Starting with the line that has "Guideline — for every instance of the white building", retype each line down to the end of the entries below, without leaving any out or adding any.

━━━ DATA FOR THIS TASK ━━━

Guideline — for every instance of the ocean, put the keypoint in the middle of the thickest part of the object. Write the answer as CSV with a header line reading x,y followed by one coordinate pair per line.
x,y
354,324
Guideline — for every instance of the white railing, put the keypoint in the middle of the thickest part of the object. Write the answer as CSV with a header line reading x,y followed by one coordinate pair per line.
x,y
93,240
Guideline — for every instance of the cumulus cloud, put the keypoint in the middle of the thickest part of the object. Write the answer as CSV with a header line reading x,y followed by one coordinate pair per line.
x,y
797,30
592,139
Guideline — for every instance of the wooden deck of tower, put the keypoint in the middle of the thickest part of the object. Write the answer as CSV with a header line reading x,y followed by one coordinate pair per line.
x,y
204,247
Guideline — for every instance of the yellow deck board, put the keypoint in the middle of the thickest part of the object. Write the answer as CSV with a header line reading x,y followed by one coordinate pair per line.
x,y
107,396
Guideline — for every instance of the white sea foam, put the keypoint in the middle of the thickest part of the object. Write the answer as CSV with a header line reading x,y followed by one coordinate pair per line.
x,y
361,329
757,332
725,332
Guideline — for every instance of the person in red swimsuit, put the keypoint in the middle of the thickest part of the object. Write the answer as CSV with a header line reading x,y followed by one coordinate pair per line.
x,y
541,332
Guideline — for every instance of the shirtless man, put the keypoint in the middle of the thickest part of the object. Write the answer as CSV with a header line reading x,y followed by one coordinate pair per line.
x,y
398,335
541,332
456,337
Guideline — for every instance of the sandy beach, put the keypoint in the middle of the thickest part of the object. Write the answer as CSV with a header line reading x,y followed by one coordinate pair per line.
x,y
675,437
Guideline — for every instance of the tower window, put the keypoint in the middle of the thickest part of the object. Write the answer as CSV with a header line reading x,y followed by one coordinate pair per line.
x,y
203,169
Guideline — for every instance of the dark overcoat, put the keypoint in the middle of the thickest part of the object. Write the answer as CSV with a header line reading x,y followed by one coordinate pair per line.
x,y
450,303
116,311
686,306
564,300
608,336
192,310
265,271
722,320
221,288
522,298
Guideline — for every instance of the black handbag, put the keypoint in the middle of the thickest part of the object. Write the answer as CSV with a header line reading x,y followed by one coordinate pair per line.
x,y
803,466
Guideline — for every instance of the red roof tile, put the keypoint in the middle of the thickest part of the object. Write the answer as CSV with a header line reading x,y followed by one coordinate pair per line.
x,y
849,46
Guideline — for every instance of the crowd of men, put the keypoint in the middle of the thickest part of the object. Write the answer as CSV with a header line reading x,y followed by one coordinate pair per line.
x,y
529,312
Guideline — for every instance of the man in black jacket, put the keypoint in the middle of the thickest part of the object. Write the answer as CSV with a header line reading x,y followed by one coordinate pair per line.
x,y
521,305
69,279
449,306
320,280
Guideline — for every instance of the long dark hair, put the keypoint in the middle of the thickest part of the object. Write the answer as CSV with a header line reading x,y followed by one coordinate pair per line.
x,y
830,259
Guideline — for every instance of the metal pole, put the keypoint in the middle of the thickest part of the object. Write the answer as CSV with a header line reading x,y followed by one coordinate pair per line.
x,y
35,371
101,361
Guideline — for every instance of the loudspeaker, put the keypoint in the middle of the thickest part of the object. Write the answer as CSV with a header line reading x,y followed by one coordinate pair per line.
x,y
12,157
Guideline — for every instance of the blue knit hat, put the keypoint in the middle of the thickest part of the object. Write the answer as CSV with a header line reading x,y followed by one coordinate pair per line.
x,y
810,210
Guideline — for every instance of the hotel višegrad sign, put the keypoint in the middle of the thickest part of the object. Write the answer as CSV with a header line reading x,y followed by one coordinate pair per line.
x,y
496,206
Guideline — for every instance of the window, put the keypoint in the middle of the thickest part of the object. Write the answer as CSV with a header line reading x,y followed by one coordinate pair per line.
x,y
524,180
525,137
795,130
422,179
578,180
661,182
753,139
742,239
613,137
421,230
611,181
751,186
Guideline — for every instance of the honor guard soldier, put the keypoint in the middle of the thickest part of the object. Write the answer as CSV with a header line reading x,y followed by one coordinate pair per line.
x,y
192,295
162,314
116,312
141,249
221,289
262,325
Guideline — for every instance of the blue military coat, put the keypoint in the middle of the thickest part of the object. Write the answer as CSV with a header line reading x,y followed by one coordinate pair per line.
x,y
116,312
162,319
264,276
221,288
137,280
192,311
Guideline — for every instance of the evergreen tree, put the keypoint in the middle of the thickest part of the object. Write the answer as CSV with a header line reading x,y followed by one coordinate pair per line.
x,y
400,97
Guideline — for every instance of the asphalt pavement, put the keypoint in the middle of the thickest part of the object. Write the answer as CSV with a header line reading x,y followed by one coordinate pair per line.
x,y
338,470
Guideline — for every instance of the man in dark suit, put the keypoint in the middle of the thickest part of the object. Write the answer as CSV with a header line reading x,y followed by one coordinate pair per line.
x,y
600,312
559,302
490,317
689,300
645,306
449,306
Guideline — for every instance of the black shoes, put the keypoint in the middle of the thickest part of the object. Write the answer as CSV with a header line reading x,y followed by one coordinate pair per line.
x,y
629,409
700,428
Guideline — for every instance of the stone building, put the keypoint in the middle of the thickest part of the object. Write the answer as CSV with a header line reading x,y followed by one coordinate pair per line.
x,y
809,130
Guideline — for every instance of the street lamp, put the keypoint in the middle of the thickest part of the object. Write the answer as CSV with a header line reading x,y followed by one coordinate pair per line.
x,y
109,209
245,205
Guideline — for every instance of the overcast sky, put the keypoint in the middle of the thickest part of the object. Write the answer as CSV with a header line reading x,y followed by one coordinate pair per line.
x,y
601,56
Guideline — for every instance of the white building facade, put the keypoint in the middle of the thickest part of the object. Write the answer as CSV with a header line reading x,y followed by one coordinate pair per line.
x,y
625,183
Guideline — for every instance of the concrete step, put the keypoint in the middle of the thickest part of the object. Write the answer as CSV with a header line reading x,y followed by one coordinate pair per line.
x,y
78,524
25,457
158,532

━━━

- **SOLUTION BELOW**:
Guideline — for every instance of the white building facade, put the keypoint in the middle of the thickest part of the object. Write the answer as CSV with a header line reading x,y followed by one coordinate pair per line.
x,y
625,183
Guideline — for every instance of the concrete step, put the keypoint in the middle of the thickest part of the object. Write the answer as CSV with a header line reading x,y followed by one coordinate pair per line.
x,y
78,524
25,457
158,532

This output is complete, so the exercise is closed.